What to do >>
1. Answer these questions about the personal VPN article:
(a) What does the article say VPN is short for?
(b) Which open-source tool does it name as popular and battle-tested?
(c) What will the EC2 VM host?
2. Quote the personal VPN article word for word from "Aug 1, 2019" to "internet usage data.".
3. Extend the personal VPN article, picking up right after its final sentence.

Personal VPN

Aug 1, 2019 · 4 min read

Right off the bat — they are watching!
However dramatic and tinfoil hat-y that sounds, it’s the reality of a time that is experiencing the greatest threats to privacy, freedom of speech, and governments/corporations, for various reasons, seeking to harvest and control internet usage data.
Unfortunately, it’s bound to stay that way and a VPN (short for Virtual Private Network) is one of the solutions (short of burning your router) that can enable you to safely and privately use the internet. A VPN is an encrypted tunnel from your device to the internet, that is by design difficult (close to impossible) to intercept and read whatever is being transferred through it.

It’s this simple…maybe…probably!

OpenVPN is a popular open-source tool that is battle-tested and together with AWS EC2 form a robust production grade VPN solution at zero cost. An EC2 VM will host the OpenVPN Access server that will also be the exit node and public point of origin when we use the internet. A software client on our device (phone, laptop etc) will be used to point our connections to the server thus ensuring end-to-end encryption.

Listed records >>
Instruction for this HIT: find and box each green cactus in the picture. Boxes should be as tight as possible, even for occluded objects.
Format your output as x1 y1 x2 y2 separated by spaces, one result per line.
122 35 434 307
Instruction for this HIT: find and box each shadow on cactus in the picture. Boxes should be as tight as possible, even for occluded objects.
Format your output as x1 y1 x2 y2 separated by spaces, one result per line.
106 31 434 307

Answers to the exercise >>
1.
(a) Virtual Private Network
(b) OpenVPN
(c) The OpenVPN Access server, which will also be the exit node and public point of origin.

2.
Aug 1, 2019 · 4 min read

Right off the bat — they are watching!
However dramatic and tinfoil hat-y that sounds, it’s the reality of a time that is experiencing the greatest threats to privacy, freedom of speech, and governments/corporations, for various reasons, seeking to harvest and control internet usage data.

3.
First off, head over to AWS and create a free account, you’ll be required to enter credit card details but trust me when I say it’s free!

After redirection to the AWS Console, you can find the service we’ll be using by typing “EC2” in the find service search box.

It should look like this!

On the EC2 dashboard, click launch instance; this will start a 7 step process to set up the VM:

  1. For step 1, click on AWS Marketplace and search for “OpenVPN” select OpenVPN Access Server — usually the first result.
  1. For step 2, choose t2.micro. It’s free tier eligible. You’ll be billed for anything else.
  1. For step 3, the defaults should suffice.
  2. For step 4, select General Purpose SSD.
  1. Keep the defaults for the remaining steps, and click Launch to launch the VM. Create and download a key-pair since you’ll need it to log into the server. Wait for it to start-up!

Remember the key-pair we downloaded? We’ll now use it to log into the VM to complete setting it up. To do that, in your terminal:

chmod 400 /path/to/key-pair.pem
ssh -i /path/to/key-pair.pem openvpn@<public_ip>

This will land you on a set of prompts to configure the server. Feel free to read through but otherwise, the defaults will do!

Pretty standard boilerplate.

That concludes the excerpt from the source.